**Excerpt provided**:

Action: Business must be a willing sponsor. They must own and be accountable for all BI deliverables. When in doubt let business make the final call.

Principle 6: Control is but a momentary illusion
We have seen numerous BI implementations where the vendor controls all BI deliverables, in some worst case scenarios even prohibits business from participating in what they will finally receive. There must be no single person in any Company that believes in thrusting BI on business users as the right way to implement BI. Let 3rd Party build relationships of trust with the business, rather than a protocol of control and instruct. Control destroys trust and eliminates ownership.
Action: Business based BI relies on business leadership and trust rather than on Vendor recommendations and control

Principle 7: Data is complex, requirements confusing, still must deliver to business needs
Most companies that do not involve business early in the BI ownership normally land up in a situation ‘..this is now so complex, I don’t know where to start..’. Business does not march along nice straight lines. It meanders. Organizations are organic and grow organically. Your project must follow structure and standards in order to assure success. Stop fighting structure and eliminate ‘Quick-Fix’ options.

**Problem set**:
1. In the BI principles excerpt, what two effects does control have?
2. Translate this sentence from the BI principles excerpt into Spanish: "Organizations are organic and grow organically."

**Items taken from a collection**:
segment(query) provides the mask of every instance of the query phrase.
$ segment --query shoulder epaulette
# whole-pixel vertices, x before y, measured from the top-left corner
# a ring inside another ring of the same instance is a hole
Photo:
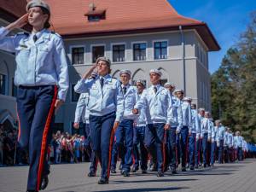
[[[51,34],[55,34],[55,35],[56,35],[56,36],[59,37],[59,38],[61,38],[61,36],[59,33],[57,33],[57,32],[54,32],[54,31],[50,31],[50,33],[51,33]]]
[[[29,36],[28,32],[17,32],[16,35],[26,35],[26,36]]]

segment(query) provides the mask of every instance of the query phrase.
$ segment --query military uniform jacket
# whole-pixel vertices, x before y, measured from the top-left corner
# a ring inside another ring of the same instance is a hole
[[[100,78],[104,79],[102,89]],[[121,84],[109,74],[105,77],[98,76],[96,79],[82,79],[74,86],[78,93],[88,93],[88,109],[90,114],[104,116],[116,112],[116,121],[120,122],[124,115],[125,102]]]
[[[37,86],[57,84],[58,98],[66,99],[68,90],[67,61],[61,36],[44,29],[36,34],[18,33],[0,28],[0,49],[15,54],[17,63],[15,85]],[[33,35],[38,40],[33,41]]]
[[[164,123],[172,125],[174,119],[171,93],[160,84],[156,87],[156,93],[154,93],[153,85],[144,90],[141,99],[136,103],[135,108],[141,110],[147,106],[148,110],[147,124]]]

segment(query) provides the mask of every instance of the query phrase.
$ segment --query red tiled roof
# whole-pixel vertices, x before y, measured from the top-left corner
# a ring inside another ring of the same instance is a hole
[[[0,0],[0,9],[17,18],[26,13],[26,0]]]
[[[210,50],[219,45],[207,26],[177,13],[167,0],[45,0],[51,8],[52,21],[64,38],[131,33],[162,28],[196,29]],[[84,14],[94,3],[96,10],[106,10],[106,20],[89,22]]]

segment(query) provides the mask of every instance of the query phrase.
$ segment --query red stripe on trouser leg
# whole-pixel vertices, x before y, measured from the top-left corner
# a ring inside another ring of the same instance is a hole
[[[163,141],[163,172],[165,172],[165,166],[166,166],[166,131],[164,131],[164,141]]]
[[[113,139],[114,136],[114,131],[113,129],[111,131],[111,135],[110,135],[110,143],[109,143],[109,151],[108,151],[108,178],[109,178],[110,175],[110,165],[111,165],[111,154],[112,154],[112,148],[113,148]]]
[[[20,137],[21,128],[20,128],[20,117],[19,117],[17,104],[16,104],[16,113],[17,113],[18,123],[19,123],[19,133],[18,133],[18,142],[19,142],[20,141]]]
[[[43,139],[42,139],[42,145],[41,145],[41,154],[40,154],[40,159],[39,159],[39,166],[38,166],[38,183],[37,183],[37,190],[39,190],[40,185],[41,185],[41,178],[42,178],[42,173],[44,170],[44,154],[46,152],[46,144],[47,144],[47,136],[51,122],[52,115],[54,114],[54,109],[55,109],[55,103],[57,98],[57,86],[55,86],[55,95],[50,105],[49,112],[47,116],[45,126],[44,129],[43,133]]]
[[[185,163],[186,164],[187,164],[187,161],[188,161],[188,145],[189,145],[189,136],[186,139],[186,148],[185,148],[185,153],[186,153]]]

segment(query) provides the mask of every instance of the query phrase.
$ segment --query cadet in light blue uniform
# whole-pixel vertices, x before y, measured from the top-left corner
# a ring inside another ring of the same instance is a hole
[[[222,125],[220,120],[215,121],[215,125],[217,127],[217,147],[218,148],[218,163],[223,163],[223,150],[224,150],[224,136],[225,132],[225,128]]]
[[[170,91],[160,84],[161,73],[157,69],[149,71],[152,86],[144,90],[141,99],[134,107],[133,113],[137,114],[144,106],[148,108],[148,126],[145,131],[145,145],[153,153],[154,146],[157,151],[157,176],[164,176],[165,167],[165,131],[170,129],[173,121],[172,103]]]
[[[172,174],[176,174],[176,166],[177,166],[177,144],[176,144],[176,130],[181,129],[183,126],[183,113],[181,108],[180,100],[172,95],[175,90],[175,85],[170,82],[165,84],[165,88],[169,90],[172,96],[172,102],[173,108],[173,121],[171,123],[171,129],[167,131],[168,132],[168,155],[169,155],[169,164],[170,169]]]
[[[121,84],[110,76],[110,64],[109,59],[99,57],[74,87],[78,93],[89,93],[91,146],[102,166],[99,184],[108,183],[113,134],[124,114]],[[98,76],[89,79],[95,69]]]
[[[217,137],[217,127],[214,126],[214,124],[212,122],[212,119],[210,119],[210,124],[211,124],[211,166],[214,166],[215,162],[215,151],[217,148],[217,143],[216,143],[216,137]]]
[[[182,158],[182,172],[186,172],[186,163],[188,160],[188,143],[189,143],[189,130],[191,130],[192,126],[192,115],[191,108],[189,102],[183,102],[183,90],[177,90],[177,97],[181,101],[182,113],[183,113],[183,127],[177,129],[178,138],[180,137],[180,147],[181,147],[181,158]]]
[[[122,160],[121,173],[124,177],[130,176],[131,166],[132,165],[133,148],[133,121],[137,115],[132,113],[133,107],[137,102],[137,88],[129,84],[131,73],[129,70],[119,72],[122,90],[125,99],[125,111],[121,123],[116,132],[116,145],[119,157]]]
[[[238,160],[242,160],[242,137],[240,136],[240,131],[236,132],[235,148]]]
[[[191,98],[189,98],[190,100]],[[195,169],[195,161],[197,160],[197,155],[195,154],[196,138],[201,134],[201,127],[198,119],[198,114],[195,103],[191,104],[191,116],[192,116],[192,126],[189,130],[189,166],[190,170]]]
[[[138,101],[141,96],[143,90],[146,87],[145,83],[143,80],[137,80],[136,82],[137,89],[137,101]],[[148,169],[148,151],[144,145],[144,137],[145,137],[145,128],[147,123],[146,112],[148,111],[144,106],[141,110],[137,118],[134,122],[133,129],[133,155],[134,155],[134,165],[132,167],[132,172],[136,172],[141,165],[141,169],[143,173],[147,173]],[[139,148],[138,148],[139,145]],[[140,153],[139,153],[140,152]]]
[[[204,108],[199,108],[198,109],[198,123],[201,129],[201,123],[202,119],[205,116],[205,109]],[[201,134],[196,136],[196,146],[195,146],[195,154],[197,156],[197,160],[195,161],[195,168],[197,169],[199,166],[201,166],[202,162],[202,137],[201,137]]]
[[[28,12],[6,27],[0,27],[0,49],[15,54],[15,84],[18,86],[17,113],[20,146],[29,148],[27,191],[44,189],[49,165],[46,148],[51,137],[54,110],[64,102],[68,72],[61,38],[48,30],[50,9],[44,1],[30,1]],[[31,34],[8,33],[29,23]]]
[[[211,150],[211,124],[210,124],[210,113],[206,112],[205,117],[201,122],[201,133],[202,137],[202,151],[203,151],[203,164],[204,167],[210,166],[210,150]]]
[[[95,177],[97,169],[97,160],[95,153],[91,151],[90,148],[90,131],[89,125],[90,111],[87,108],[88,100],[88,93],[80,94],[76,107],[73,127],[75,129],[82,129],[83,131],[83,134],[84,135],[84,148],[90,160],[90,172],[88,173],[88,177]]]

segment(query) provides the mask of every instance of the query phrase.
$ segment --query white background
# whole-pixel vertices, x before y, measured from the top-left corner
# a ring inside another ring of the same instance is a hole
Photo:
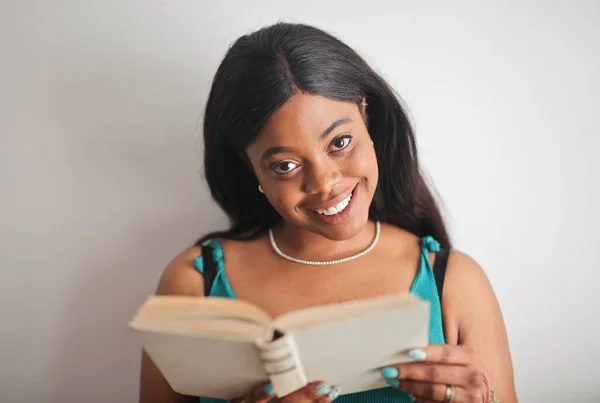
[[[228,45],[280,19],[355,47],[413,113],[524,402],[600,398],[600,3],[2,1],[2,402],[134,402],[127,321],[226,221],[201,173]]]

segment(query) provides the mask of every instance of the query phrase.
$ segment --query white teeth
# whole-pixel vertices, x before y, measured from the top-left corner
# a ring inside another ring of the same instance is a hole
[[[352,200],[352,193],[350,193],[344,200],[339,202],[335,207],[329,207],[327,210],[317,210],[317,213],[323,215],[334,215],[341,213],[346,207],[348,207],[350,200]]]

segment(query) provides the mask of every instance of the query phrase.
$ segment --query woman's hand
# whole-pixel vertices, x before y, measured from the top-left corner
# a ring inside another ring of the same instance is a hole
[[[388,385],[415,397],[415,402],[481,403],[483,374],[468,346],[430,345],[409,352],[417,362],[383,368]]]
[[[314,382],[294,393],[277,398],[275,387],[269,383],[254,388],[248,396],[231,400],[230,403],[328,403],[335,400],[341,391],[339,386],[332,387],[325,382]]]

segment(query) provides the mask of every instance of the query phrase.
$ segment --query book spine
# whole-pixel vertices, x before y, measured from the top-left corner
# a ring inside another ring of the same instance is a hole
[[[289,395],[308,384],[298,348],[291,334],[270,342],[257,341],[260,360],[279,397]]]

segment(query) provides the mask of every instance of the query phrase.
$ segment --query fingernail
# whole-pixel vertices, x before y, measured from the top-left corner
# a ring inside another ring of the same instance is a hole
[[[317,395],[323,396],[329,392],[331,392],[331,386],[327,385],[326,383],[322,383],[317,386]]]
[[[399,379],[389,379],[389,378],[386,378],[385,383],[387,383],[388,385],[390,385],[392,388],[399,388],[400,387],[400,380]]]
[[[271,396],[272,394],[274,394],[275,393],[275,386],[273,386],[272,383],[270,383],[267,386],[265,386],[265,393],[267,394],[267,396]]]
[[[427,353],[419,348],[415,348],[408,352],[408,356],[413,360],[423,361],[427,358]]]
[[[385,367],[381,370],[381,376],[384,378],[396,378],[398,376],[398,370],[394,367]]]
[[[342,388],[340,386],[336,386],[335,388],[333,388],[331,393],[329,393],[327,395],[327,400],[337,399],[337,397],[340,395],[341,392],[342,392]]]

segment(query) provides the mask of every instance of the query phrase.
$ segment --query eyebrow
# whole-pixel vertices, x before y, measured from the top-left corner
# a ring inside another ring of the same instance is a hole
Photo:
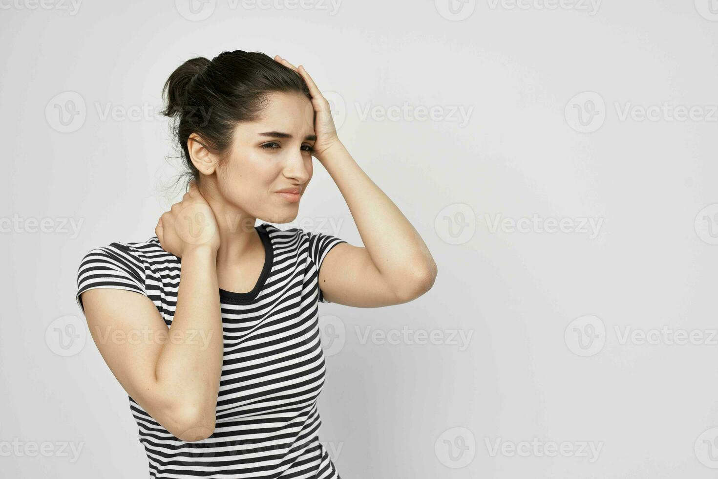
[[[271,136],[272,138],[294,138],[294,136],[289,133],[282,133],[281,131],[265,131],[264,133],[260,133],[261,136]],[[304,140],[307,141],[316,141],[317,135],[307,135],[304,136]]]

**Answers provided**:
1. Control destroys trust and eliminates ownership.

2. Las organizaciones son orgánicas y crecen orgánicamente.